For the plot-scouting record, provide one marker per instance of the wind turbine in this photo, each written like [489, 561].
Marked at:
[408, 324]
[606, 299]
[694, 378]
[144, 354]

WHAT TO WORK ON: After the last line, print all the entries once again, unchanged.

TASK ANSWER:
For the plot-scouting record, provide one marker per instance of the wind turbine in this photo, each written like [489, 561].
Marked at:
[408, 324]
[606, 299]
[694, 378]
[144, 354]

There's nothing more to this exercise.